## Problem requirements
Copy out all of the records. Keep every word exact.

-- Dataset entries follows --

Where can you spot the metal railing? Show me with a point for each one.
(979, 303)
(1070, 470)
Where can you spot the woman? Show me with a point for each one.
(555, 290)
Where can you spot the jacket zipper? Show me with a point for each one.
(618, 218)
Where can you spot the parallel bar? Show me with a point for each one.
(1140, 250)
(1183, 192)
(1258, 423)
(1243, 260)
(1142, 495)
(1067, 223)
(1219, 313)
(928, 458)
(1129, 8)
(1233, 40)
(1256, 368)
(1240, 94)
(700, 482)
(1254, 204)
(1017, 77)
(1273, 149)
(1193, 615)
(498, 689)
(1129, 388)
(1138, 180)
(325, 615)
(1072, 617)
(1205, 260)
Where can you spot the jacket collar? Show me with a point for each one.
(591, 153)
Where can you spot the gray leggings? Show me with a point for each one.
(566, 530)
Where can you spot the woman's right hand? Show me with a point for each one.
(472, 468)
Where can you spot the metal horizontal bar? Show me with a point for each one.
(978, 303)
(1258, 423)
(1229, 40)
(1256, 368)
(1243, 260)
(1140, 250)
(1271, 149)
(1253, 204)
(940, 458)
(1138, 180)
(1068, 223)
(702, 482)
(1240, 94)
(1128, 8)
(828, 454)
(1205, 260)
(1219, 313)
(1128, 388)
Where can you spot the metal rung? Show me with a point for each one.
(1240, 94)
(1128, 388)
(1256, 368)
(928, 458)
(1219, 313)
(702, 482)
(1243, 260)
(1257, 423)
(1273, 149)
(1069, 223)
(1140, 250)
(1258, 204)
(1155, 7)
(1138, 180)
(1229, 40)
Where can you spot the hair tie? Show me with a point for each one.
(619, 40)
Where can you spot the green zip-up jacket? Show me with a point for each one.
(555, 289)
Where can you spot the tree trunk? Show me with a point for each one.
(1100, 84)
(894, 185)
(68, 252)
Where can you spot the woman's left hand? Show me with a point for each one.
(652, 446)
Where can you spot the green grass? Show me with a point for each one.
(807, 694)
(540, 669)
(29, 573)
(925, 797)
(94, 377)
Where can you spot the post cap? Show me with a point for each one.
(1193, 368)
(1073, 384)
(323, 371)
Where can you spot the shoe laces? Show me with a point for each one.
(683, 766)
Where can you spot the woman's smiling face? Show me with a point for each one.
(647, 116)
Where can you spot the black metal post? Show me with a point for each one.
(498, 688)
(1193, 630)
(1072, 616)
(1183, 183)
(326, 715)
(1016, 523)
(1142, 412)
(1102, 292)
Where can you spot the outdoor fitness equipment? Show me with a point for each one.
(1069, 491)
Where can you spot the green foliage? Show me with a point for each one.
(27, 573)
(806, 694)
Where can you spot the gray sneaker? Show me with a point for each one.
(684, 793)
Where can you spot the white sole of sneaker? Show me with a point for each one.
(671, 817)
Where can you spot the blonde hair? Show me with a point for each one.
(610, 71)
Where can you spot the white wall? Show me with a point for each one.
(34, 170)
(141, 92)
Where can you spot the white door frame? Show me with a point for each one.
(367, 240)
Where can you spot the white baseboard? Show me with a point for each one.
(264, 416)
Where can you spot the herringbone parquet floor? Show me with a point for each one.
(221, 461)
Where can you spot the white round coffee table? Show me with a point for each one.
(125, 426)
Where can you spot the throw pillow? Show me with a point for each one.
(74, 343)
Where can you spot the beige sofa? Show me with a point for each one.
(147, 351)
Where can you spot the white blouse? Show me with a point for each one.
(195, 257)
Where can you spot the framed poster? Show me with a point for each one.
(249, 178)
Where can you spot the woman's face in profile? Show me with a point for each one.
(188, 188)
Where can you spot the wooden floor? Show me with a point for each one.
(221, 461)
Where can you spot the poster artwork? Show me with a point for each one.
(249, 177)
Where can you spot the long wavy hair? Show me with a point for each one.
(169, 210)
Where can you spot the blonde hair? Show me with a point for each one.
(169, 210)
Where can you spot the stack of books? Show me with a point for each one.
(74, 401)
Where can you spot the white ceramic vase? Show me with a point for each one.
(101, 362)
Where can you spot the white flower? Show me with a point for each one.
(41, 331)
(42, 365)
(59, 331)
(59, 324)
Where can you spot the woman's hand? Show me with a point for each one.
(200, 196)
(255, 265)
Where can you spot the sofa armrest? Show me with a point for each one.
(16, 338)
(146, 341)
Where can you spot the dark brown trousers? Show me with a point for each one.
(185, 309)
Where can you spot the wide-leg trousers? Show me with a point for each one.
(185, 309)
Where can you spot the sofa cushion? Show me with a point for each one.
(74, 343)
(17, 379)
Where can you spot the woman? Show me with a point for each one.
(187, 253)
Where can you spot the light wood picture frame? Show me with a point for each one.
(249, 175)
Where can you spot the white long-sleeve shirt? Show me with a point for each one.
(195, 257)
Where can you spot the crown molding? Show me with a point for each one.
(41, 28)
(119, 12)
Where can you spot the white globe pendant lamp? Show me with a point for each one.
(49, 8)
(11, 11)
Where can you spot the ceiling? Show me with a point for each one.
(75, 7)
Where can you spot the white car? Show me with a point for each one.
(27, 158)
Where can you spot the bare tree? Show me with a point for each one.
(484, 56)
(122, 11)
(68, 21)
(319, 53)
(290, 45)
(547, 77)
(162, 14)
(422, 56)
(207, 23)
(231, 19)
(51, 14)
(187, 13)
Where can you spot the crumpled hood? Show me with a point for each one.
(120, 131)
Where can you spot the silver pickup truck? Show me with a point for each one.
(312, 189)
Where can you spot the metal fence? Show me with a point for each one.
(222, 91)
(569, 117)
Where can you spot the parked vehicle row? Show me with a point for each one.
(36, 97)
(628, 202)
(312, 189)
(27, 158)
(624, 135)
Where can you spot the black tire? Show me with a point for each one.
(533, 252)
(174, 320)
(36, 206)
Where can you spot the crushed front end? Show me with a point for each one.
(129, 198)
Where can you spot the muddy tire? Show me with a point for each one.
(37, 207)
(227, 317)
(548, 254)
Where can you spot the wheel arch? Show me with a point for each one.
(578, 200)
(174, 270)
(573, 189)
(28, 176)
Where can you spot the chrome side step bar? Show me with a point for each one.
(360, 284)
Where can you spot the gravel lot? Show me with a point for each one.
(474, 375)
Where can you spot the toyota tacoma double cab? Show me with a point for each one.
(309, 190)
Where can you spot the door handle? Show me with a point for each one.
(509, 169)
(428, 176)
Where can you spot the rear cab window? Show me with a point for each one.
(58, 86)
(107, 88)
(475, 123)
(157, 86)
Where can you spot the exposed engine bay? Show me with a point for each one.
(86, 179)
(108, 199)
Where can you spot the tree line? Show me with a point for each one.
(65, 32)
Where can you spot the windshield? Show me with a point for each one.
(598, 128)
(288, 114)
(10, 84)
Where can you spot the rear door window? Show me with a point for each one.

-- Dataset entries concluded --

## Answer space
Where can you spot the metal railing? Show me with a point for each one.
(979, 303)
(1070, 470)
Where can you spot the woman? Show me with a point for each one.
(555, 290)
Where can you spot the jacket zipper? Show me with a point for each one.
(618, 218)
Where can you spot the parallel bar? Show me with a point for each one.
(1140, 250)
(1183, 192)
(1258, 423)
(1243, 260)
(1142, 495)
(1067, 223)
(1219, 313)
(928, 458)
(1129, 8)
(1233, 40)
(1256, 368)
(1240, 94)
(700, 482)
(1254, 204)
(1017, 77)
(1273, 149)
(1193, 615)
(498, 689)
(1129, 388)
(1138, 180)
(325, 615)
(1072, 617)
(1205, 260)
Where can you spot the jacket collar? Show me with a point for each one.
(591, 153)
Where can you spot the gray leggings? Show me with a point for each one.
(566, 530)
Where can you spot the woman's right hand? Show me with a point for each one.
(472, 468)
Where can you spot the metal horizontal bar? Show me with a point for each one.
(978, 303)
(1258, 423)
(1229, 40)
(1256, 368)
(1243, 260)
(1140, 250)
(1271, 149)
(1253, 204)
(940, 458)
(1138, 180)
(1068, 223)
(702, 482)
(1240, 94)
(1128, 8)
(828, 454)
(1205, 260)
(1219, 313)
(1128, 388)
Where can you spot the metal rung? Show me with a point for each one.
(1240, 94)
(1128, 388)
(1256, 368)
(928, 458)
(1219, 313)
(702, 482)
(1243, 260)
(1257, 423)
(1273, 149)
(1069, 223)
(1140, 250)
(1258, 204)
(1155, 7)
(1138, 180)
(1229, 40)
Where can you spot the hair tie? Show me with a point for each one.
(619, 40)
Where can you spot the green zip-up jacket? Show me with a point for each one.
(555, 289)
Where can you spot the tree trunk? Show me with a point for each one.
(1100, 84)
(894, 185)
(68, 252)
Where can you spot the woman's left hand? Show me with a point for each one.
(652, 446)
Where can you spot the green grass? Show me with a point for each one.
(807, 694)
(540, 669)
(29, 573)
(925, 797)
(94, 377)
Where can you spot the post cap? Show me with a point for each one.
(1193, 368)
(1073, 384)
(323, 371)
Where can you spot the shoe laces? Show me with a point for each one.
(683, 766)
Where can you spot the woman's smiling face? Show me with a point for each one.
(647, 116)
Where can you spot the black metal post? Show me with a point for each one.
(498, 688)
(1193, 630)
(1072, 616)
(1183, 183)
(326, 715)
(1016, 523)
(1142, 412)
(1102, 292)
Where can you spot the outdoor fitness equipment? Show me with a point for each one.
(1069, 491)
Where can you spot the green foliage? Show me with a point for each one.
(27, 573)
(806, 694)
Where can you spot the gray sneaker? Show me with a point for each one.
(684, 793)
Where can you spot the white sole of sneaker? Show me with a point for each one.
(671, 817)
Where can you spot the blonde hair? Show me with a point for each one.
(610, 71)
Where can you spot the white wall? Show me with a point for each one.
(34, 170)
(141, 92)
Where can you spot the white door frame? Show me with a point for each one.
(367, 240)
Where can you spot the white baseboard? Show me with a point for each one.
(264, 416)
Where can you spot the herringbone parquet floor? Show me with a point for each one.
(221, 461)
Where can you spot the white round coffee table? Show me with a point for each one.
(125, 426)
Where can you spot the throw pillow? Show me with a point for each one.
(74, 343)
Where can you spot the beige sofa? Show me with a point for each one.
(147, 351)
Where can you spot the white blouse? Show me with a point for each one.
(195, 257)
Where can you spot the framed poster? Show me with a point for each one.
(249, 178)
Where can you spot the woman's face in profile? Show me with a point for each one.
(188, 188)
Where can you spot the wooden floor? Show me with a point for each one.
(221, 461)
Where can you spot the poster artwork? Show me with a point for each one.
(249, 177)
Where can you spot the long wavy hair? Show me with a point for each one.
(169, 210)
Where can you spot the blonde hair? Show me with a point for each one.
(169, 210)
Where can you spot the stack of books? Show me with a point for each one.
(74, 401)
Where can you spot the white ceramic vase? Show me with a point for each one.
(101, 362)
Where can you spot the white flower? Show me with a point for each one.
(41, 331)
(42, 365)
(59, 331)
(59, 324)
Where can you spot the woman's hand? Show me with a point for each one.
(200, 196)
(255, 265)
Where can you spot the sofa armrest? Show me with a point for each one.
(16, 338)
(146, 341)
Where can you spot the dark brown trousers? Show me with a point for each one.
(185, 309)
Where can you spot the wide-leg trousers? Show me with a point for each one.
(185, 309)
Where can you spot the sofa cushion? Show me with a point for each one.
(74, 343)
(17, 379)
Where can you spot the woman? Show me with a point for each one.
(187, 253)
Where can you spot the light wood picture frame? Show me with a point for each one.
(249, 175)
Where can you spot the white long-sleeve shirt? Show me with a point for each one.
(195, 257)
Where can you spot the crown molding? Show me with a point for each one.
(41, 28)
(119, 12)
Where can you spot the white globe pendant lamp? Show me with a point for each one.
(49, 8)
(11, 11)
Where can you spot the ceiling? Show me with a point for each one.
(75, 7)
Where can you spot the white car? Show me with a point for each one.
(27, 158)
Where can you spot the bare tree? Show me with a point for each one.
(484, 56)
(122, 11)
(68, 21)
(319, 53)
(290, 45)
(547, 77)
(162, 14)
(422, 56)
(207, 23)
(231, 19)
(51, 14)
(187, 13)
Where can you spot the crumpled hood? Show me with a point for each one.
(120, 131)
Where can you spot the silver pickup truck? Show me with a point for each one.
(312, 189)
Where can you spot the metal fence? Show me with a point for each one.
(222, 91)
(569, 117)
Where can you spot the parked vehicle row? Show me with a point for each one.
(36, 97)
(628, 202)
(312, 189)
(27, 158)
(624, 135)
Where can you spot the black tire? Show me with a point for each one.
(533, 252)
(174, 320)
(36, 206)
Where can you spot the crushed front end? Show me with a point for each one.
(129, 198)
Where can you spot the muddy tire? Show me with a point for each one.
(37, 207)
(227, 317)
(548, 254)
Where can you spot the wheel arch? Show me with a point for each one.
(578, 200)
(174, 270)
(573, 189)
(28, 176)
Where can you spot the chrome side step bar? Show me with a point for each one.
(360, 284)
Where can you spot the gravel lot? Show me with a point for each one.
(474, 375)
Where can you spot the toyota tacoma double cab? Show me with a point for each one.
(309, 190)
Where can you spot the door handle? Show me with a point for each one.
(509, 169)
(428, 176)
Where can you spot the rear cab window? Show me with a point for each one.
(58, 86)
(107, 88)
(475, 123)
(157, 86)
Where can you spot the exposed engine bay? Show me with a point for each one.
(86, 179)
(108, 199)
Where can you spot the tree line? Show me with a point for each one.
(65, 32)
Where can you spot the windshield? Show me with a point for each one.
(598, 128)
(288, 114)
(10, 84)
Where can you spot the rear door window? Show me with a point for each one.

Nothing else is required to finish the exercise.